• [THE PROBLEM]: Could you copy, word for word, the part of the data below that opens with the line containing "detect the neck" and closes with the line containing "left=181, top=429, right=408, bottom=512"?

::::::::

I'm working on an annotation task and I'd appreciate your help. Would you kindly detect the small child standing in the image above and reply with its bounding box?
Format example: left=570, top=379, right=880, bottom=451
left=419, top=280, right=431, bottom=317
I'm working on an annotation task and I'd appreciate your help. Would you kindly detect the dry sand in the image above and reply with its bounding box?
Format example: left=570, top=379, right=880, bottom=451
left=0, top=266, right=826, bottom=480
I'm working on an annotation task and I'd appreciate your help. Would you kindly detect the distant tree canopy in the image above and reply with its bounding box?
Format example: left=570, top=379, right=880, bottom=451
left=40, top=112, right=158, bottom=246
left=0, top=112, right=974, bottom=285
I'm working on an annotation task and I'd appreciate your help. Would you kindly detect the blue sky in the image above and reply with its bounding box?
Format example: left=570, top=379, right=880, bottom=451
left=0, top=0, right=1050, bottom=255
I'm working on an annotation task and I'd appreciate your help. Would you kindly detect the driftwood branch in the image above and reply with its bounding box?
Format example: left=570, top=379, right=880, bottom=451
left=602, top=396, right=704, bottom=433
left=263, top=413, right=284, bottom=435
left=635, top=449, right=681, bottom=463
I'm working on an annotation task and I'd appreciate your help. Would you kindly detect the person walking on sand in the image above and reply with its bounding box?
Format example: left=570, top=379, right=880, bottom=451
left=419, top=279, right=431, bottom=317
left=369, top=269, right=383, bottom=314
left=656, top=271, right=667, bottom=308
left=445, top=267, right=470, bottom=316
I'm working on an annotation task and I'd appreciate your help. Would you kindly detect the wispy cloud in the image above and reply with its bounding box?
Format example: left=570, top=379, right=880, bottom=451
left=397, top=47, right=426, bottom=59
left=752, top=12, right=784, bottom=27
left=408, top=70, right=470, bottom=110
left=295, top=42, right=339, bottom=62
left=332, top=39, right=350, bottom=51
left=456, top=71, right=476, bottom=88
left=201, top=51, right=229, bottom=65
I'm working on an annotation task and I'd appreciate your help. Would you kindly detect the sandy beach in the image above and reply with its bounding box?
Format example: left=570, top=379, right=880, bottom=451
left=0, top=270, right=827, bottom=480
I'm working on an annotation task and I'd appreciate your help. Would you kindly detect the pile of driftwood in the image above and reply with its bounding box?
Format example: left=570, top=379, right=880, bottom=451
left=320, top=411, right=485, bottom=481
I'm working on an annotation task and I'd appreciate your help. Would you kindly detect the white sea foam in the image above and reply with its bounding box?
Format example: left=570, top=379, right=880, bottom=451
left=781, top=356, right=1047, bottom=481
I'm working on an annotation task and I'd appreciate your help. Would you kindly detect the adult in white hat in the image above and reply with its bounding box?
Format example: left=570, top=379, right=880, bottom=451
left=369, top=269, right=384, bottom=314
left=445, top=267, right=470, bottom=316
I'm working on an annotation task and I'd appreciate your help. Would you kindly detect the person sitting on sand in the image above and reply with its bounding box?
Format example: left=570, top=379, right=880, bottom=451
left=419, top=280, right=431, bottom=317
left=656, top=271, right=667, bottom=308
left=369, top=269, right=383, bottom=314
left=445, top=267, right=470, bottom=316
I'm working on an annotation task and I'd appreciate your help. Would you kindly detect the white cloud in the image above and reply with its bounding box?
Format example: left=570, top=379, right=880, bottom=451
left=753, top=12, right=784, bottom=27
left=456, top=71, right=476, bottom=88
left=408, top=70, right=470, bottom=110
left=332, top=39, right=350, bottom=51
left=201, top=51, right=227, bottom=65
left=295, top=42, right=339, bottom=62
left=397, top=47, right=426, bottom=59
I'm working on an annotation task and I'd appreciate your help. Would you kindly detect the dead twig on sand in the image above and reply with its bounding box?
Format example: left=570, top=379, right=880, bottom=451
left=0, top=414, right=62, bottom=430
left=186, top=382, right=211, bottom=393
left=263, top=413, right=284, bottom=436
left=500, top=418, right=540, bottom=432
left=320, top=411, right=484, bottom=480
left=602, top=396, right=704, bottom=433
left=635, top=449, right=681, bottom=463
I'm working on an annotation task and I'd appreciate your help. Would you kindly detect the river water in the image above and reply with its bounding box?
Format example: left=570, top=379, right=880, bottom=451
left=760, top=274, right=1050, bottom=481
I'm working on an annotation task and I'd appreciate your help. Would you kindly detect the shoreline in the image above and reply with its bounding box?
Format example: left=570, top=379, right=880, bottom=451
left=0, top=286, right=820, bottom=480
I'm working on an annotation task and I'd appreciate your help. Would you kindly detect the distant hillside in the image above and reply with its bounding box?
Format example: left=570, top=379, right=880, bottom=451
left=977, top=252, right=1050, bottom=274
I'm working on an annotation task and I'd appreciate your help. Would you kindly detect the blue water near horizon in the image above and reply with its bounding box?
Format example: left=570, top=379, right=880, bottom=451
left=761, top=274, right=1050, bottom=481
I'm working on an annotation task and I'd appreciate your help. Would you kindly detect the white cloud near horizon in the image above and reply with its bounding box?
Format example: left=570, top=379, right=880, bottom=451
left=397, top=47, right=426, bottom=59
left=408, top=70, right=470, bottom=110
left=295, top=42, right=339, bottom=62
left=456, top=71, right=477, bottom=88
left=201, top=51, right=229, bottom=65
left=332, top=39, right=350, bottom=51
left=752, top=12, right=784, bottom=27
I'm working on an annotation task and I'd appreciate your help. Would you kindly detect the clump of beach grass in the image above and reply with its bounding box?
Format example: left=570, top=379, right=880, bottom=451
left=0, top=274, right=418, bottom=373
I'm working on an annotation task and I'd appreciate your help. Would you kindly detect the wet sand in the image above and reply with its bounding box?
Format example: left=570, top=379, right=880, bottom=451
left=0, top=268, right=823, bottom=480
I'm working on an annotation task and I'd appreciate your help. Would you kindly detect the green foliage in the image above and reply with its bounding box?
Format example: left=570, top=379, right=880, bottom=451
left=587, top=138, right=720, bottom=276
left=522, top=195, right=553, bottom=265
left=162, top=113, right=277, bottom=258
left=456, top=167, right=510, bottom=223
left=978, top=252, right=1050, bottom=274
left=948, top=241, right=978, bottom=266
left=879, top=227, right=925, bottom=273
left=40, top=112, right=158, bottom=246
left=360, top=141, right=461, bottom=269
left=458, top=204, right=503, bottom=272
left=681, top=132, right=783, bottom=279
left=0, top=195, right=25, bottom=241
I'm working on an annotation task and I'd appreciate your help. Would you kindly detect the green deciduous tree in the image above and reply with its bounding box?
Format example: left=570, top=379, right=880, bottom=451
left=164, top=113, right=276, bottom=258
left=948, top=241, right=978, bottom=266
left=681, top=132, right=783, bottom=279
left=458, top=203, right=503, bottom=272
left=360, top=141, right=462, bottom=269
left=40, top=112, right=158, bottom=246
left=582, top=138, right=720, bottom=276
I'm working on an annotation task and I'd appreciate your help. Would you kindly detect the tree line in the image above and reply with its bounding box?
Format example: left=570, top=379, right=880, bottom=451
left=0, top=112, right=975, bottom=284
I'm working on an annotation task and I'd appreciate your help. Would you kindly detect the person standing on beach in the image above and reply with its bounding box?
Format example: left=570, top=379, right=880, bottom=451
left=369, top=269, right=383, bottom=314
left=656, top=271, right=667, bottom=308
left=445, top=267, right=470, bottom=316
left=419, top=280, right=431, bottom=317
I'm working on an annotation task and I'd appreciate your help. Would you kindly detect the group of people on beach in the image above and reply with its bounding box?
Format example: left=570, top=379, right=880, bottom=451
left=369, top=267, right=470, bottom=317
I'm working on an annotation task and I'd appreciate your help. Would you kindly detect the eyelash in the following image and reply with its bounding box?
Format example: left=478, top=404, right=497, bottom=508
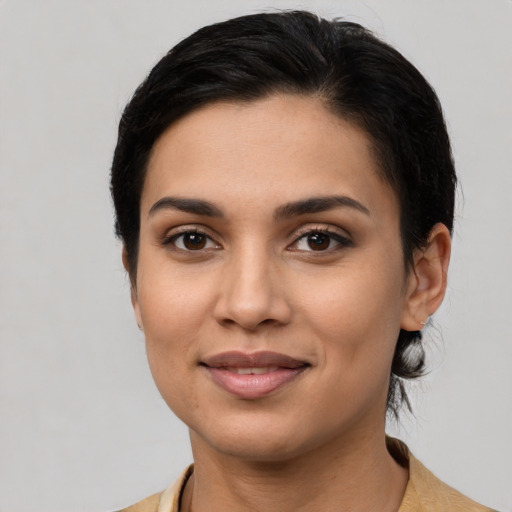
left=162, top=226, right=353, bottom=254
left=289, top=227, right=353, bottom=254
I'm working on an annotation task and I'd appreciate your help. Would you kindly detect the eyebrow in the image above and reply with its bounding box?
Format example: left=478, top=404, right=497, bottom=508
left=148, top=195, right=370, bottom=220
left=148, top=197, right=224, bottom=217
left=274, top=195, right=370, bottom=220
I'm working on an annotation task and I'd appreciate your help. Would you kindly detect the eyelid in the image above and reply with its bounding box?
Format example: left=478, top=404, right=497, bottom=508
left=161, top=224, right=221, bottom=252
left=288, top=225, right=354, bottom=255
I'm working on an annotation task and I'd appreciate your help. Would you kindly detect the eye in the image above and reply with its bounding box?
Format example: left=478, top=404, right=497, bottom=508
left=292, top=230, right=352, bottom=252
left=164, top=230, right=219, bottom=251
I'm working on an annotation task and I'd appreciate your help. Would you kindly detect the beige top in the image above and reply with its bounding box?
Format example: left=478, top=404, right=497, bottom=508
left=119, top=439, right=496, bottom=512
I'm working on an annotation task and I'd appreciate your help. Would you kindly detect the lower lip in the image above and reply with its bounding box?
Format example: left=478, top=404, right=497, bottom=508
left=206, top=366, right=306, bottom=400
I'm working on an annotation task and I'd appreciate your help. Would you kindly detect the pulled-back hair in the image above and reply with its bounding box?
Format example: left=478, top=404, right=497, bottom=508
left=111, top=11, right=456, bottom=416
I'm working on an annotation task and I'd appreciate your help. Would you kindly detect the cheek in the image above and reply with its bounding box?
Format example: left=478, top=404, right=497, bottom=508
left=297, top=264, right=403, bottom=372
left=134, top=265, right=214, bottom=404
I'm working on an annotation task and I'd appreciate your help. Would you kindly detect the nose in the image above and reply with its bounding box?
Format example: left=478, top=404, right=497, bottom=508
left=214, top=247, right=292, bottom=331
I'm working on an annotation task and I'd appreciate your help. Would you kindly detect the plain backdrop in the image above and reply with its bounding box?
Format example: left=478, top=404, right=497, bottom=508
left=0, top=0, right=512, bottom=512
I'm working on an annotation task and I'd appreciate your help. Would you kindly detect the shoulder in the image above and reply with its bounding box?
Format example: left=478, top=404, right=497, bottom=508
left=388, top=439, right=496, bottom=512
left=118, top=493, right=162, bottom=512
left=117, top=464, right=194, bottom=512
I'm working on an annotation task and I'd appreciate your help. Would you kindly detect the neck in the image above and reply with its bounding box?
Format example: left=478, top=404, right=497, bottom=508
left=181, top=429, right=408, bottom=512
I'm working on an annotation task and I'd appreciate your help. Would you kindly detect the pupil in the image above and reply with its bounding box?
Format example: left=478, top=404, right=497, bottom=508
left=308, top=233, right=330, bottom=251
left=183, top=233, right=206, bottom=250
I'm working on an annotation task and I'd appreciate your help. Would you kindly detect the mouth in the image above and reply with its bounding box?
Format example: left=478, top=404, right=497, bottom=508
left=200, top=351, right=311, bottom=400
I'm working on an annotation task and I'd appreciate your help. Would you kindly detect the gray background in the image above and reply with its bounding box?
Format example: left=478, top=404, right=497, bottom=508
left=0, top=0, right=512, bottom=512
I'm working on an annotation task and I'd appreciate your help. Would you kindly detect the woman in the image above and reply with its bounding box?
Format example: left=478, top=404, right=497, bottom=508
left=112, top=12, right=496, bottom=512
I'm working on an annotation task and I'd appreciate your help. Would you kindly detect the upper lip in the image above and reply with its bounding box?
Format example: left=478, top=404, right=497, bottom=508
left=201, top=350, right=309, bottom=368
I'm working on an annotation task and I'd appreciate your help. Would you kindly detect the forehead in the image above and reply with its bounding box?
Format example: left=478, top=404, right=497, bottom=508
left=142, top=95, right=394, bottom=219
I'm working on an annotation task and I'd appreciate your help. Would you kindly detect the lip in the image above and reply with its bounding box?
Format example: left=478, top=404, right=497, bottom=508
left=201, top=351, right=310, bottom=400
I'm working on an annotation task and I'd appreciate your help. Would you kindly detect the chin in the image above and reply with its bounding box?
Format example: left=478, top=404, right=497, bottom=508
left=190, top=417, right=336, bottom=463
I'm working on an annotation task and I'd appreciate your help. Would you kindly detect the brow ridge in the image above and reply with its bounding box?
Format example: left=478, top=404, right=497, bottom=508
left=274, top=195, right=370, bottom=220
left=148, top=196, right=224, bottom=217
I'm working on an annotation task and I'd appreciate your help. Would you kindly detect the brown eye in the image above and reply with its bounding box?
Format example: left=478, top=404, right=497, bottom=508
left=170, top=231, right=219, bottom=251
left=183, top=233, right=206, bottom=251
left=290, top=230, right=353, bottom=253
left=307, top=233, right=331, bottom=251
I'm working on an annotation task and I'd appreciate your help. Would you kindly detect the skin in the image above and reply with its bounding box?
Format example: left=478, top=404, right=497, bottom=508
left=124, top=95, right=450, bottom=512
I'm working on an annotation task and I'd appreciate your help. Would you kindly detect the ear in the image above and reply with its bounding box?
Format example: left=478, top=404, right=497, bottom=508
left=400, top=223, right=451, bottom=331
left=121, top=245, right=144, bottom=331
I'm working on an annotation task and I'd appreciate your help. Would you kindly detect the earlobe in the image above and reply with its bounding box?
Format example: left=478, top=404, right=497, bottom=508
left=400, top=223, right=451, bottom=331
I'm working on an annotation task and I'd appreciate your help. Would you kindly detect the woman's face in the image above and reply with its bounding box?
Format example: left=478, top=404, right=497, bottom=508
left=133, top=95, right=418, bottom=460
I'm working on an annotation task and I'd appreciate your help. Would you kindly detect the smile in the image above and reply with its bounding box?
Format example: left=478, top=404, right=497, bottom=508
left=201, top=352, right=310, bottom=400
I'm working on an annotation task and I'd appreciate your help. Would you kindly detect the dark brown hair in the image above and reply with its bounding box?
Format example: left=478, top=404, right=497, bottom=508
left=111, top=11, right=456, bottom=416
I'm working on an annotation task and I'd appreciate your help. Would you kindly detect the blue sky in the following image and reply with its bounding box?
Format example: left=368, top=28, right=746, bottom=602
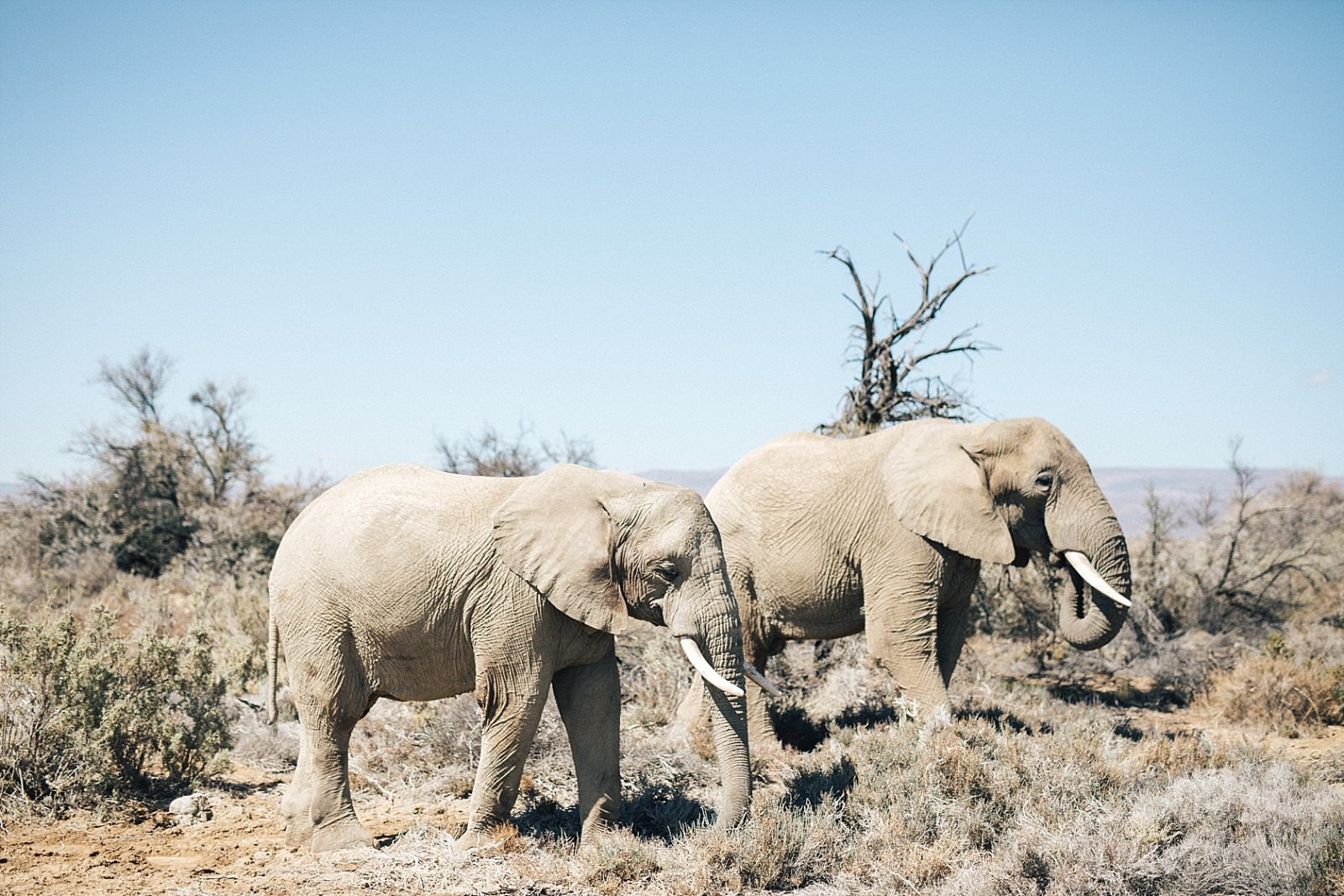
left=0, top=0, right=1344, bottom=481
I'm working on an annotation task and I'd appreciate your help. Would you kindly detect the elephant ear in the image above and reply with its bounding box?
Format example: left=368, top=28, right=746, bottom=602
left=495, top=464, right=630, bottom=634
left=882, top=421, right=1017, bottom=563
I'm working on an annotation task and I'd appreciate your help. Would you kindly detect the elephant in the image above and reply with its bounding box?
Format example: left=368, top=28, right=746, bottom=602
left=267, top=464, right=751, bottom=853
left=683, top=418, right=1131, bottom=746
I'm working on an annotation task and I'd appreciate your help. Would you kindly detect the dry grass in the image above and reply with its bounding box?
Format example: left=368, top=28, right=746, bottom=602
left=1200, top=626, right=1344, bottom=737
left=272, top=642, right=1344, bottom=896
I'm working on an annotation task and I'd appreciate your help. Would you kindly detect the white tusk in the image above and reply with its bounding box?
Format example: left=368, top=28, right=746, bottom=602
left=1064, top=551, right=1134, bottom=607
left=681, top=638, right=746, bottom=697
left=742, top=663, right=784, bottom=697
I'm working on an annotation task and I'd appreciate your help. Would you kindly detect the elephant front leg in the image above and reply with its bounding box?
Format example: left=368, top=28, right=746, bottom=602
left=864, top=589, right=950, bottom=716
left=551, top=649, right=621, bottom=842
left=455, top=670, right=546, bottom=851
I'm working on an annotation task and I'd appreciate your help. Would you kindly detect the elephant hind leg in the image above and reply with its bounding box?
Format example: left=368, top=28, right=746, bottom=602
left=280, top=724, right=313, bottom=849
left=297, top=699, right=374, bottom=853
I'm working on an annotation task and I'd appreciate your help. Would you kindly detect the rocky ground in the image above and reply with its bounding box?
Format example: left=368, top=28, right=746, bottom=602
left=0, top=710, right=1344, bottom=896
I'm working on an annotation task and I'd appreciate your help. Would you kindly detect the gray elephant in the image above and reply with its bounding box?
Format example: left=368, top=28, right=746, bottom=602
left=684, top=418, right=1131, bottom=743
left=269, top=464, right=751, bottom=851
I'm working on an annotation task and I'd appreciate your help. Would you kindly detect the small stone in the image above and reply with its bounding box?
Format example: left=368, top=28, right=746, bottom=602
left=168, top=794, right=213, bottom=825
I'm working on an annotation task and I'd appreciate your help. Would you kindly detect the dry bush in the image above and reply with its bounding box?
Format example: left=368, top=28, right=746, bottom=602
left=0, top=607, right=230, bottom=813
left=1131, top=462, right=1344, bottom=632
left=1201, top=625, right=1344, bottom=736
left=236, top=677, right=1344, bottom=896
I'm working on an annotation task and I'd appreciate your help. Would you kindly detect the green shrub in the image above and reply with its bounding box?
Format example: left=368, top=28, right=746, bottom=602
left=0, top=607, right=230, bottom=810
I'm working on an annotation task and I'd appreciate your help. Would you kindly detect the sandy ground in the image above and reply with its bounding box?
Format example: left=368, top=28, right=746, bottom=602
left=0, top=710, right=1344, bottom=896
left=0, top=764, right=470, bottom=896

::::::::

• [EXERCISE SOLUTION]:
I'm working on an annotation task and I'd appreciate your help. Would you kindly detect the neck in the image above and reply with its bounding box?
Format example: left=478, top=404, right=497, bottom=508
left=181, top=429, right=408, bottom=512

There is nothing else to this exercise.